#### TASK STATEMENT
Reproduce the full listing below unchanged, apart from the pictures.

[Opening DATA FOR THIS TASK section]

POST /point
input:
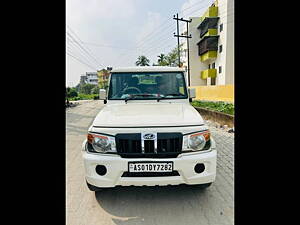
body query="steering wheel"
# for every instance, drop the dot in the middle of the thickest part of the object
(132, 90)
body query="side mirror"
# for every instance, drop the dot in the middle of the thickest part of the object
(192, 92)
(102, 95)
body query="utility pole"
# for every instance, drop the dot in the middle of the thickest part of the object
(184, 36)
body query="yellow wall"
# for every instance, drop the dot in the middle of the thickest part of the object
(215, 93)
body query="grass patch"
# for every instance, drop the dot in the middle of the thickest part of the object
(223, 107)
(83, 97)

[Closing DATA FOR THIS TASK section]

#### RESPONSE AREA
POST /point
input:
body query="steering wheel"
# for every instance, drop the dot in the middle of the thickest part of the object
(132, 90)
body query="side mirror"
# for every instance, drop the dot in the middle of the thickest part of the object
(192, 92)
(102, 95)
body query="utility pole"
# for every instance, drop the dot in the middle of the thickest part of the object
(184, 36)
body query="yellow wall"
# for every instance, drop the dot in the middle of the thickest part of the object
(215, 93)
body query="grass patch"
# for every instance, drop the dot in the middle of the thickest part of the object
(223, 107)
(83, 97)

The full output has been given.